» Work to complete:
Every line in the data below that has the word "tree" should be returned.
(Data section begins)
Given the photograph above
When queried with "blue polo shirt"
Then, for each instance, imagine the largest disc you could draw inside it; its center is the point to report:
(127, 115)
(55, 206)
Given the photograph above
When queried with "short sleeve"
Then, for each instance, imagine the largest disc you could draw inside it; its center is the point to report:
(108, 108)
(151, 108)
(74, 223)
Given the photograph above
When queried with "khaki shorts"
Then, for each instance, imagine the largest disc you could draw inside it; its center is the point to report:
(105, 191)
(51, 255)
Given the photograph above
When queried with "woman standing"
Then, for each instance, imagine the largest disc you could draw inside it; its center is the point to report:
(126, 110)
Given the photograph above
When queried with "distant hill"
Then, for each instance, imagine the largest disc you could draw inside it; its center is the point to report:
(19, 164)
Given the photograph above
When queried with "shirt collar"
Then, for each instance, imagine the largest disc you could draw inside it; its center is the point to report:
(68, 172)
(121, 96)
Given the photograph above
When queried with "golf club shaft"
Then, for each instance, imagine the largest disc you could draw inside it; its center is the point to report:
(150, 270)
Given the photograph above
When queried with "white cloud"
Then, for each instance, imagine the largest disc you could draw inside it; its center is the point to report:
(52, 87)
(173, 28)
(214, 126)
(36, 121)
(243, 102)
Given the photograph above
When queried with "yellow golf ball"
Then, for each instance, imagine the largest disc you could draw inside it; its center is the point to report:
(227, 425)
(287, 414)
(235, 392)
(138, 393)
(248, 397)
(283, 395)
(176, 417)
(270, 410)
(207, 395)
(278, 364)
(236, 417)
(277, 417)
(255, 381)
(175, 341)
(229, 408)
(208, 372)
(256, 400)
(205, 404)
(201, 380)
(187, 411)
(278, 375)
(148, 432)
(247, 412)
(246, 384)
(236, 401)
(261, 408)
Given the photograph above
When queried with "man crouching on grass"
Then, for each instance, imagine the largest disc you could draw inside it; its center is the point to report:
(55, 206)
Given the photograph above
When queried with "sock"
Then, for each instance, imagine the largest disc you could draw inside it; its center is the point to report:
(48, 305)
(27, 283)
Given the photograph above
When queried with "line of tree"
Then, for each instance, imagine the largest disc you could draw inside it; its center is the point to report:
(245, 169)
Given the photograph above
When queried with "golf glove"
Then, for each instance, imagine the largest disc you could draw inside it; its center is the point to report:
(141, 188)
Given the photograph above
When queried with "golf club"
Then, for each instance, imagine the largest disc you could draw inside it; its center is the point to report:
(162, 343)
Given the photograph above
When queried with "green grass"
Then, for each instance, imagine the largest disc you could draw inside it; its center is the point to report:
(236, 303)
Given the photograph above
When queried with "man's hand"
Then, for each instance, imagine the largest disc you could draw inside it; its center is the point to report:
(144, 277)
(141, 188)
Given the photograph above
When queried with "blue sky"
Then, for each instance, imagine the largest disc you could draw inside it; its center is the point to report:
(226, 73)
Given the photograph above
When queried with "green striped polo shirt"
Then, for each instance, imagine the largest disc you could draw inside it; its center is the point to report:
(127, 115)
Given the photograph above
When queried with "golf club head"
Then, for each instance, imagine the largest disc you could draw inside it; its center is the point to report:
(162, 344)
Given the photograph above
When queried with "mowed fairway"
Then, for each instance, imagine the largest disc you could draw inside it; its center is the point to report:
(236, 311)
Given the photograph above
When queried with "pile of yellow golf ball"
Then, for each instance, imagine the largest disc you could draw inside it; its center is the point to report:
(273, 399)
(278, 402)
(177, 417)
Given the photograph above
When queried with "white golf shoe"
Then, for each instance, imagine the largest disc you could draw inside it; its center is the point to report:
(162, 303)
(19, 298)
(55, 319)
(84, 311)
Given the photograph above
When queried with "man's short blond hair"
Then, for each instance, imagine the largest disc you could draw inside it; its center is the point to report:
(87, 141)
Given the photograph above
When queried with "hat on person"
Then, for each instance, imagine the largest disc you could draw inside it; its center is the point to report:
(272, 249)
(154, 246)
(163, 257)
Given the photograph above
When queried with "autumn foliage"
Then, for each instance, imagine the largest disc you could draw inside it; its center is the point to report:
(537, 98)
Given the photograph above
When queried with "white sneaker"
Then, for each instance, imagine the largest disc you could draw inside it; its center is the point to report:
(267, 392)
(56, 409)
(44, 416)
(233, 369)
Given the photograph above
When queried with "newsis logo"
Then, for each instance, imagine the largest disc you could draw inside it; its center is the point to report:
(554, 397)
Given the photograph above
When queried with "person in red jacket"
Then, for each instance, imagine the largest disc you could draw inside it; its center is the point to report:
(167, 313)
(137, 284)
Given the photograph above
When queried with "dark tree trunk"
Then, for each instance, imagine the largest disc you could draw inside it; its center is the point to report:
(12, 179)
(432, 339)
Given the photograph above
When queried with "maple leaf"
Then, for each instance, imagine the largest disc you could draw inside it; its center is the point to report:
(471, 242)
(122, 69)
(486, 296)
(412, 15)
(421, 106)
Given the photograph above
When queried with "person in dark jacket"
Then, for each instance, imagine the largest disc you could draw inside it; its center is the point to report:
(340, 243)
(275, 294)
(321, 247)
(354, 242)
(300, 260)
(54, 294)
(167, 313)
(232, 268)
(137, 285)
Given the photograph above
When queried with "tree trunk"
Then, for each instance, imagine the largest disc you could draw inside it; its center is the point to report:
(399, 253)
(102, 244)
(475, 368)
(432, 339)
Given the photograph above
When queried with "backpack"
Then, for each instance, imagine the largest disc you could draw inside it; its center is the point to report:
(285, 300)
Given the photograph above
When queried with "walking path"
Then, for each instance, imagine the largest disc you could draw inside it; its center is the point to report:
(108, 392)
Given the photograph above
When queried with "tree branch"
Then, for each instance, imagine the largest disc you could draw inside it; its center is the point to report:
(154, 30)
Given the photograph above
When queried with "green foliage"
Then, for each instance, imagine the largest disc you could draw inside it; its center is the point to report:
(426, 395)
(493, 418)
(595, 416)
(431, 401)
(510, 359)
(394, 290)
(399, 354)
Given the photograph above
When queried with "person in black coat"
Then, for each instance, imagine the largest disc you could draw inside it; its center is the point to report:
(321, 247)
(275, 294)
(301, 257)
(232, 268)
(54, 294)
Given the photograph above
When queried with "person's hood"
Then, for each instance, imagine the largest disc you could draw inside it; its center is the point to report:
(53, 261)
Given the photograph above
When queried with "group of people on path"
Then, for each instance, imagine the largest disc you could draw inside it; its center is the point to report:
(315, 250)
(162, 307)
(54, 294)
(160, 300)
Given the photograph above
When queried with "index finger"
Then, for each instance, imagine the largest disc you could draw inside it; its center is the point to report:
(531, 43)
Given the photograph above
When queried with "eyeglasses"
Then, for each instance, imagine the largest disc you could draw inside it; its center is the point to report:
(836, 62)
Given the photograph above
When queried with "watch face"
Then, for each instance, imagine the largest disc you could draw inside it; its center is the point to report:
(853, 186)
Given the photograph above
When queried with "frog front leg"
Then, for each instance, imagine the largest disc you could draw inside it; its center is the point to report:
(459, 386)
(Data section ends)
» Response to this exercise:
When queried with "line of tree"
When queried with "dark tree trunk"
When queried with "tree trunk"
When queried with "tree branch"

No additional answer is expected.